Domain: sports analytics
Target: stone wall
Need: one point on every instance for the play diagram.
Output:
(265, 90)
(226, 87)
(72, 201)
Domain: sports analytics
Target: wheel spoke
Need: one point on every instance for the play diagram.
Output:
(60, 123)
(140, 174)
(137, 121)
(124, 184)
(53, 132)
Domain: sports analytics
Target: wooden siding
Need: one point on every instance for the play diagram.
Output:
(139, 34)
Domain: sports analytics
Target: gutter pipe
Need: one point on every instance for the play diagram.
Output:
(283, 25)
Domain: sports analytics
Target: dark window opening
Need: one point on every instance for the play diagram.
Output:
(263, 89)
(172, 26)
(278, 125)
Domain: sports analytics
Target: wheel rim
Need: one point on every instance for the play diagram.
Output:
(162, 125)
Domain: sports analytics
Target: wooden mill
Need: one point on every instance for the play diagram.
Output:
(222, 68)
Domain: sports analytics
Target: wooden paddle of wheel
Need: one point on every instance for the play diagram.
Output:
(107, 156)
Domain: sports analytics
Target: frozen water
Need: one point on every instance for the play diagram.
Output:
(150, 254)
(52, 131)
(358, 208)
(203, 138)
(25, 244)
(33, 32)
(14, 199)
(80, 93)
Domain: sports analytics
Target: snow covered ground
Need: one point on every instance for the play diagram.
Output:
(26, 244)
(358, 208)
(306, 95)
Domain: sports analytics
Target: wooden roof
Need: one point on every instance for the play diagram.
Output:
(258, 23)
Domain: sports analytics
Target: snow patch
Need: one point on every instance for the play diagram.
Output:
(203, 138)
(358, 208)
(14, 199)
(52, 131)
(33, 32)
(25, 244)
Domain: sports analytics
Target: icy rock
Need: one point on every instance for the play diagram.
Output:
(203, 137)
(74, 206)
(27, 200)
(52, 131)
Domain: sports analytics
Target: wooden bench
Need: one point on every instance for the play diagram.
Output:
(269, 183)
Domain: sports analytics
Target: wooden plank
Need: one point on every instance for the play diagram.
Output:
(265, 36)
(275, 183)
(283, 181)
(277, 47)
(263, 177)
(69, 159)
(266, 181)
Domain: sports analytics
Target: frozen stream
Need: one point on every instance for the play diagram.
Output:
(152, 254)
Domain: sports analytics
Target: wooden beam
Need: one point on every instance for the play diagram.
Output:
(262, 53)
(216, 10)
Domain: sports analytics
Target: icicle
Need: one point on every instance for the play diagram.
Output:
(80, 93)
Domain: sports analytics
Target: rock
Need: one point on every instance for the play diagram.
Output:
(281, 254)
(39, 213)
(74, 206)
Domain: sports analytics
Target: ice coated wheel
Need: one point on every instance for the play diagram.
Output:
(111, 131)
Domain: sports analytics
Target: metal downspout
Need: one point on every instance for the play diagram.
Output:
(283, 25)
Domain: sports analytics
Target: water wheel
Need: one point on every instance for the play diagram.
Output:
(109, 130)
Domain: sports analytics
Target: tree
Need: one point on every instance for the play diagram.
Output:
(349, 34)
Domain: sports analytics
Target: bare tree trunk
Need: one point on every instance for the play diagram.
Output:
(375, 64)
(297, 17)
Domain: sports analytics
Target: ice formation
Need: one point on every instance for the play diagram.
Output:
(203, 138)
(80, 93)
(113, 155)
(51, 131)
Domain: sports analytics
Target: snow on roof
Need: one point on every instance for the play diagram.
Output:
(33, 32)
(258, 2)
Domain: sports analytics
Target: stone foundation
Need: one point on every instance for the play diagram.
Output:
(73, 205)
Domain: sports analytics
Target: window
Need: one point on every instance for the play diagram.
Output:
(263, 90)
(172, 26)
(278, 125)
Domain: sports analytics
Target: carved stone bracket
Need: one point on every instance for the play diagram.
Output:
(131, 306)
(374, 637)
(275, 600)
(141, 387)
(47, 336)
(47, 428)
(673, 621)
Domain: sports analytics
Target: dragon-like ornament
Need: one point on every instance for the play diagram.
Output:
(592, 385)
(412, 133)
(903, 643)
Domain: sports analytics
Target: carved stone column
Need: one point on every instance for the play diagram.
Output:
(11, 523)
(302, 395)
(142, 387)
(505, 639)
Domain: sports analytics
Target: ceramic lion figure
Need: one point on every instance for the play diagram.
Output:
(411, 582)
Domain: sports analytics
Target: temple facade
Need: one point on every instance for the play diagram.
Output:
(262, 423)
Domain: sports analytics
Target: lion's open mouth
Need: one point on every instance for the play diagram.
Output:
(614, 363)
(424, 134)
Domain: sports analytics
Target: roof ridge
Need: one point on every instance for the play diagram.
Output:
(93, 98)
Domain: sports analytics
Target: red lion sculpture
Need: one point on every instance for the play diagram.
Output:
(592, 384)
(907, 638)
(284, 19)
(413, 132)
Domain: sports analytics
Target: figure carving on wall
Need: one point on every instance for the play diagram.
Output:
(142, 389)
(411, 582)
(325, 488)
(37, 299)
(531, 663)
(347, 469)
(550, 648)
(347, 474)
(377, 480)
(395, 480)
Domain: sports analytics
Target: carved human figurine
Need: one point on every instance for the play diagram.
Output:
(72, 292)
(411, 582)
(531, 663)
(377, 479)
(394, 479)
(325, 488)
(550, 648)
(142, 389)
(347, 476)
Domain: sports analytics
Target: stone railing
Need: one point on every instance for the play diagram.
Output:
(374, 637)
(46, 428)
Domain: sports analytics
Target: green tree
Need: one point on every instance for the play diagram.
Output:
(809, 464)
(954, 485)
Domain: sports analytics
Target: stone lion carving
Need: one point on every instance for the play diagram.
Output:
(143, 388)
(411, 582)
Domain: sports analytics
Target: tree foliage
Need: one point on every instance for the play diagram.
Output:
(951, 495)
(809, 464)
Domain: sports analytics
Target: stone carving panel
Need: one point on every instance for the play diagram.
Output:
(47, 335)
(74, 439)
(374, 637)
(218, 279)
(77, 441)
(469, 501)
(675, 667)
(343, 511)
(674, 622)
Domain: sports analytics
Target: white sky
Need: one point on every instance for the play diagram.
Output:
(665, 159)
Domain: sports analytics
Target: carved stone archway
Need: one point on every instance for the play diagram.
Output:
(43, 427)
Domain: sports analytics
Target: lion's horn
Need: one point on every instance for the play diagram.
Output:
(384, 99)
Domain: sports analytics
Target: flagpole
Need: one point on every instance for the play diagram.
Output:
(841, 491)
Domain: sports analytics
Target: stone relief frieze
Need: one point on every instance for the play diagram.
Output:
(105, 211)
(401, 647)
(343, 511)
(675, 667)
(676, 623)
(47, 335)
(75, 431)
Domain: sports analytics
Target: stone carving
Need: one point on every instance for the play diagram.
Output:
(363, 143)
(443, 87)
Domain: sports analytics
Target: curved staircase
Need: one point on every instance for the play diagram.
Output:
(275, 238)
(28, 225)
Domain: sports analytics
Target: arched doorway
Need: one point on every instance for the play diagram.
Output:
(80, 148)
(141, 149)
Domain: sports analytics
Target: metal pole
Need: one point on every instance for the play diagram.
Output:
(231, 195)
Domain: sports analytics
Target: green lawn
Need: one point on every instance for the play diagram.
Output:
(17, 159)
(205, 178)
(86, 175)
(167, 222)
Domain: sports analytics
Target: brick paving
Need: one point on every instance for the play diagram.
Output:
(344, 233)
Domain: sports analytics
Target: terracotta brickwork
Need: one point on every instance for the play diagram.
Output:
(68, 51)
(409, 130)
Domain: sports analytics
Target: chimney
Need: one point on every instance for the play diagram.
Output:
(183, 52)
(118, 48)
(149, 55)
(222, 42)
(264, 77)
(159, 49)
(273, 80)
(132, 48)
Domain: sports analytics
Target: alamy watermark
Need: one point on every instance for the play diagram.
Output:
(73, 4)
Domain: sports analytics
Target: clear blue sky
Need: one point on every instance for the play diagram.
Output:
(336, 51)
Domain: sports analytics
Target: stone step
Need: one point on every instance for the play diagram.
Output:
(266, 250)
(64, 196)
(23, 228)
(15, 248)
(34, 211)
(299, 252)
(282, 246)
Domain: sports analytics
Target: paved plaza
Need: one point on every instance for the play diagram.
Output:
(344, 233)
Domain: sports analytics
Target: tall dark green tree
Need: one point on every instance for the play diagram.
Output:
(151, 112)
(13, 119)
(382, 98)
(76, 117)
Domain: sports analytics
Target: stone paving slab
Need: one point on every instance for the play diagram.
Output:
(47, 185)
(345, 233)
········
▶ **TASK TO CARRY OUT**: Please find, in the entries above, every line where "lion" occurs, and copy it.

▶ **SOLUTION TO THIS TASK**:
Target: ceramic lion figure
Target: lion's open mouth
Target: red lion sculpture
Target: stone lion carving
Target: lion's horn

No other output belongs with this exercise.